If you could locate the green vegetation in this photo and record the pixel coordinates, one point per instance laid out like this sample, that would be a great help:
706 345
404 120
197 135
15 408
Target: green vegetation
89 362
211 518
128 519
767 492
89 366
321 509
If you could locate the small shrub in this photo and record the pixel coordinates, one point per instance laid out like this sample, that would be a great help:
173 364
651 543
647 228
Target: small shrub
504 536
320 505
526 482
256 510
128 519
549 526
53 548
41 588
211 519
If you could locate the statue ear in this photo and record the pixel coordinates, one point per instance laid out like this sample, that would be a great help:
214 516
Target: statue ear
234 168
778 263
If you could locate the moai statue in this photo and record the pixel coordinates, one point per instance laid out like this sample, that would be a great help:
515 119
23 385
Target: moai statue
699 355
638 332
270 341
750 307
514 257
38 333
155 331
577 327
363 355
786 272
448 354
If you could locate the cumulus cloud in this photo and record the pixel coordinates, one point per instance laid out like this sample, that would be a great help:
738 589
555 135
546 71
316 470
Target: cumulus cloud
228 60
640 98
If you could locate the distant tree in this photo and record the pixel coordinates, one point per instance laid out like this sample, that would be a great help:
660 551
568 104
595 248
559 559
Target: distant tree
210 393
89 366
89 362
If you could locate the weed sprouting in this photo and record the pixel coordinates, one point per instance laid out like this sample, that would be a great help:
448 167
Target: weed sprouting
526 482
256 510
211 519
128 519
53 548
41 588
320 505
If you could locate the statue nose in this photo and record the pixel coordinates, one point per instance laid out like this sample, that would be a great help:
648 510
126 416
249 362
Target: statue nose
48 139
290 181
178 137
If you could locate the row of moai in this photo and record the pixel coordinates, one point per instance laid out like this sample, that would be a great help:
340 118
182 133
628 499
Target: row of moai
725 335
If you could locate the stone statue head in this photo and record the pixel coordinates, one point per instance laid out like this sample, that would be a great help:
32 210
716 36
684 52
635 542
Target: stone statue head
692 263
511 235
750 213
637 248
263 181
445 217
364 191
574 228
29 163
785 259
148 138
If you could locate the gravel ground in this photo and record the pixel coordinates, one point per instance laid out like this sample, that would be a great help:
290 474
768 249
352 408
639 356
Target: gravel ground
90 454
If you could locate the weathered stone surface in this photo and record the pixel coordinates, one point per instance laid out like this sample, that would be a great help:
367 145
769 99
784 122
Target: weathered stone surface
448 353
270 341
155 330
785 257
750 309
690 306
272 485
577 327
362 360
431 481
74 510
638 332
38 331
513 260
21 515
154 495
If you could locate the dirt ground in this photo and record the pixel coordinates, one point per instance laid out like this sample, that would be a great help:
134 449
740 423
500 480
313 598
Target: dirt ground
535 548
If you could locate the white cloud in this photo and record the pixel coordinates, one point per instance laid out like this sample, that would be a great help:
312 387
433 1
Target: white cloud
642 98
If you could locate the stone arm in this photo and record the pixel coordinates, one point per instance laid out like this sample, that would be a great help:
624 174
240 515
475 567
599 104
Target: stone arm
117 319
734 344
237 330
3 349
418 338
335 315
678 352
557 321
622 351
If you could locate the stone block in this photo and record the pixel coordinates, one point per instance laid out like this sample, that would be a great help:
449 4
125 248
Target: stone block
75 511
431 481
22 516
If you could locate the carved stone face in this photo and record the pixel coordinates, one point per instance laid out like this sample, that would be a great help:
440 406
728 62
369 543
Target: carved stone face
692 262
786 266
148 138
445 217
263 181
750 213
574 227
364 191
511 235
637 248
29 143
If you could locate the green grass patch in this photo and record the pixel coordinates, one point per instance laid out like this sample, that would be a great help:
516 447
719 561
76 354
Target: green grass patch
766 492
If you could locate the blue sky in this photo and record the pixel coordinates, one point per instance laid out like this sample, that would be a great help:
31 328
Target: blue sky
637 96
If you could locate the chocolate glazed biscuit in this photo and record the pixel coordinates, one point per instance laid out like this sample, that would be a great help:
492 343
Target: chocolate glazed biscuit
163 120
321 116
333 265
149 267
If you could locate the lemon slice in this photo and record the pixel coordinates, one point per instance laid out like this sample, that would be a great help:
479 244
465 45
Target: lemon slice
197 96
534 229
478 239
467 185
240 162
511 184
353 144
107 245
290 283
---
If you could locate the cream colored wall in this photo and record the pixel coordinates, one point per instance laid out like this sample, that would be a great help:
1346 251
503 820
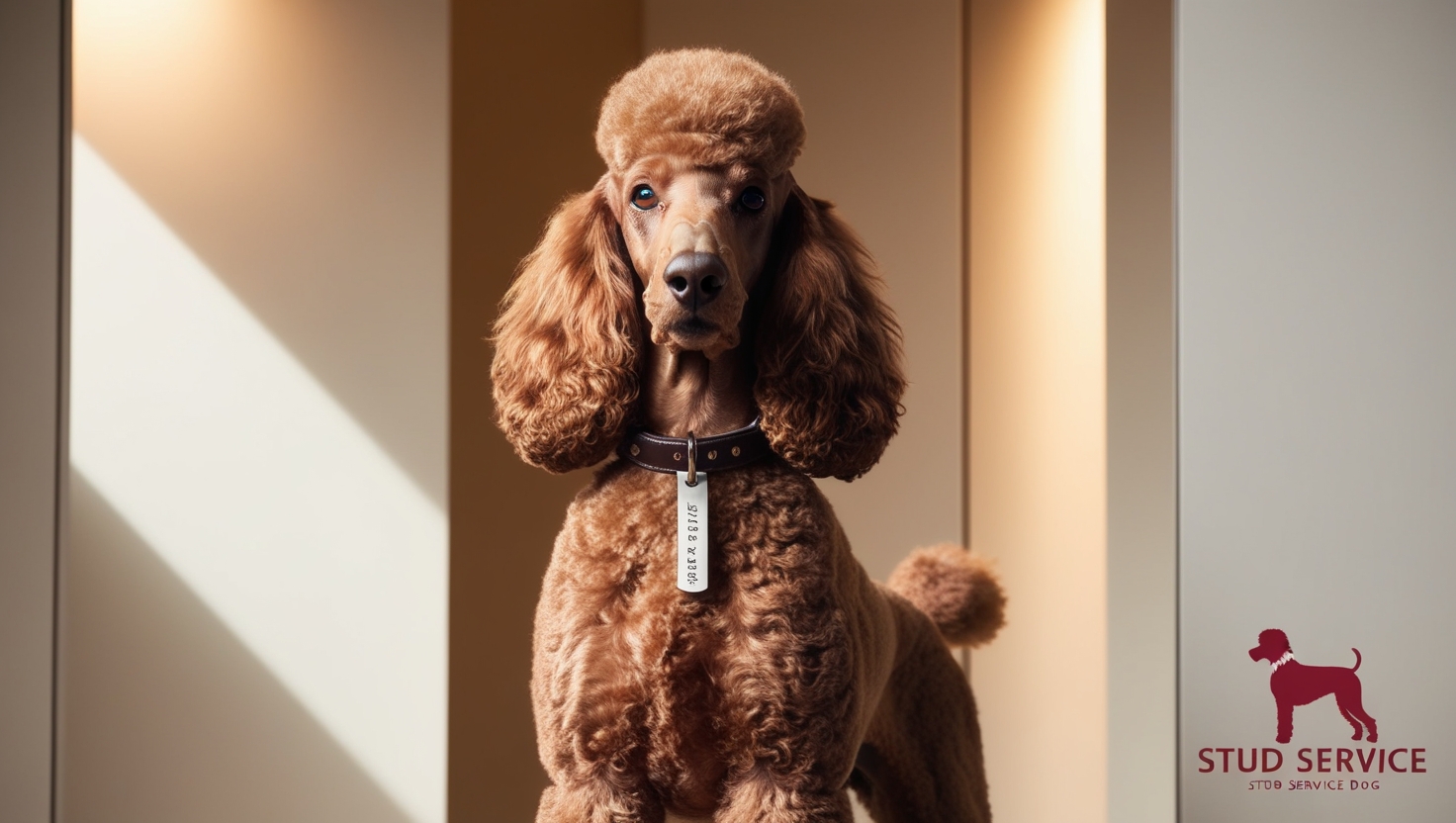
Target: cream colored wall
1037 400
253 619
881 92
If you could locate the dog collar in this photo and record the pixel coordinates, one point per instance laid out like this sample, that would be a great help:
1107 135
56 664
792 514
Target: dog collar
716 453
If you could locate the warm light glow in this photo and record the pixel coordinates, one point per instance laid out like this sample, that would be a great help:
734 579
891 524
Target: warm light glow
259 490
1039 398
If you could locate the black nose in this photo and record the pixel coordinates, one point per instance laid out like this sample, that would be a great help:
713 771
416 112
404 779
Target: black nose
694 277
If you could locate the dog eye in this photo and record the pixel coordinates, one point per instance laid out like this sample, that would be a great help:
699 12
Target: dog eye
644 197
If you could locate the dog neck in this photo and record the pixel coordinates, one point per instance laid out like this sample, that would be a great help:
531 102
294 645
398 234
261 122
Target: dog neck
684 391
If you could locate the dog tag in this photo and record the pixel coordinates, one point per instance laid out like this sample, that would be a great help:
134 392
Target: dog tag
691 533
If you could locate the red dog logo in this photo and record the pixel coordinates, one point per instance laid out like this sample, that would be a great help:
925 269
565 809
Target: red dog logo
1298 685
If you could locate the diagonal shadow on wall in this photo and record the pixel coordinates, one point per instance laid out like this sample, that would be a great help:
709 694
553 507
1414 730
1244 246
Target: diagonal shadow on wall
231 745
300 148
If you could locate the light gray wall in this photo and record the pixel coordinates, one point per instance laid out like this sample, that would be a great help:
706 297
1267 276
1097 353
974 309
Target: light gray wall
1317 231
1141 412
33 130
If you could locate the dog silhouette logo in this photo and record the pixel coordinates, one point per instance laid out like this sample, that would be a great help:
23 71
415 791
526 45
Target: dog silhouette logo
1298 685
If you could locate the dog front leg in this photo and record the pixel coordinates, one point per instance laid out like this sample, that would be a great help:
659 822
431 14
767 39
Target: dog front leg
---
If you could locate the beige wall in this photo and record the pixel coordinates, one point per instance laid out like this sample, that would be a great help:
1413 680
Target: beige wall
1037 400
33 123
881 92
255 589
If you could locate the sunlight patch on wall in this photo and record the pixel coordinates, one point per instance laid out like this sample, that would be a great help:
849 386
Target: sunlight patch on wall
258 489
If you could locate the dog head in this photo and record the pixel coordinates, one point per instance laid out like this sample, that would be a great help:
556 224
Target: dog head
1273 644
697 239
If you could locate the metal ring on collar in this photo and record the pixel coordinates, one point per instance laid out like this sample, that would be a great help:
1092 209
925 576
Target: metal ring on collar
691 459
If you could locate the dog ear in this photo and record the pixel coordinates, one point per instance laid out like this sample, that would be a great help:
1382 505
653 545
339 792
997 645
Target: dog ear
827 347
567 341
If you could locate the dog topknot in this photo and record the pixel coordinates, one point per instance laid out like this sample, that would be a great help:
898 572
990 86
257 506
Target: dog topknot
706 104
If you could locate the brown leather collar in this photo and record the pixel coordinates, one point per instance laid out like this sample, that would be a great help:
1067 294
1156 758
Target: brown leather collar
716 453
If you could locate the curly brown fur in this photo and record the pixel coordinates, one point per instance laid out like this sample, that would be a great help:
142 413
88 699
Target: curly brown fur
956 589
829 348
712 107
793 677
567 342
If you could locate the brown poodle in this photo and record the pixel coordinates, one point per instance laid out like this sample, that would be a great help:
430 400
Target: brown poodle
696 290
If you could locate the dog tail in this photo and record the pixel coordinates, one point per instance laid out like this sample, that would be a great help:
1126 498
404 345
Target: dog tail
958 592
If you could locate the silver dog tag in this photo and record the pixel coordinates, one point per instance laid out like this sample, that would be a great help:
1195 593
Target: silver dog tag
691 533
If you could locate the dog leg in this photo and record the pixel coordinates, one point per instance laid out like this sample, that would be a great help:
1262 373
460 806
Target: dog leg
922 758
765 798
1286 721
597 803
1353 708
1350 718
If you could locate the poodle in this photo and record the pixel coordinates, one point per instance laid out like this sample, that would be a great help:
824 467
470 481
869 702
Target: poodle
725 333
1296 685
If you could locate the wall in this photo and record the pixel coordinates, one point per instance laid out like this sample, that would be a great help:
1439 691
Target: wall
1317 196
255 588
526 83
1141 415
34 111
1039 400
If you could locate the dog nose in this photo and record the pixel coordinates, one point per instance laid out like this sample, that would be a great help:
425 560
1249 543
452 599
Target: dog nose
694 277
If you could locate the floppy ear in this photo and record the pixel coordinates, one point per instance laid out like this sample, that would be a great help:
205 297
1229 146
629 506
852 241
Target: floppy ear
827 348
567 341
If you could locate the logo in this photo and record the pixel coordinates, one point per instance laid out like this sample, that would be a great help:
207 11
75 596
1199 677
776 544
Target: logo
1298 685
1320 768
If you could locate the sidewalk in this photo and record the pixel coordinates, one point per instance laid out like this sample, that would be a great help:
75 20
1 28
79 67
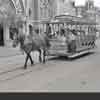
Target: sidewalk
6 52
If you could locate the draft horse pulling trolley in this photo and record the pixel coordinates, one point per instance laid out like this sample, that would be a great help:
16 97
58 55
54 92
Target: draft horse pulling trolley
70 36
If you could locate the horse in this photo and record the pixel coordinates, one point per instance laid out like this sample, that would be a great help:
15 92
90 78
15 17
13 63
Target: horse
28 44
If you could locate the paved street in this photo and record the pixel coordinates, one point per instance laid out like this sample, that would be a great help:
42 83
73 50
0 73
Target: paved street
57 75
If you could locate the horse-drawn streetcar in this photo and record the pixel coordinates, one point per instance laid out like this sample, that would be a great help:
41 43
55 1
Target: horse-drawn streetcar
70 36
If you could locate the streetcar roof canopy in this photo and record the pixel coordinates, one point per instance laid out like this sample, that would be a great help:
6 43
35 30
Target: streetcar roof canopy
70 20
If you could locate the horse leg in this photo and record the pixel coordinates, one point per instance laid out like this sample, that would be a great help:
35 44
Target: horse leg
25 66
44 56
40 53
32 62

Exercise instructions: How many lines in the items above contain the word "topknot"? Reply with the number only.

Expected output: 2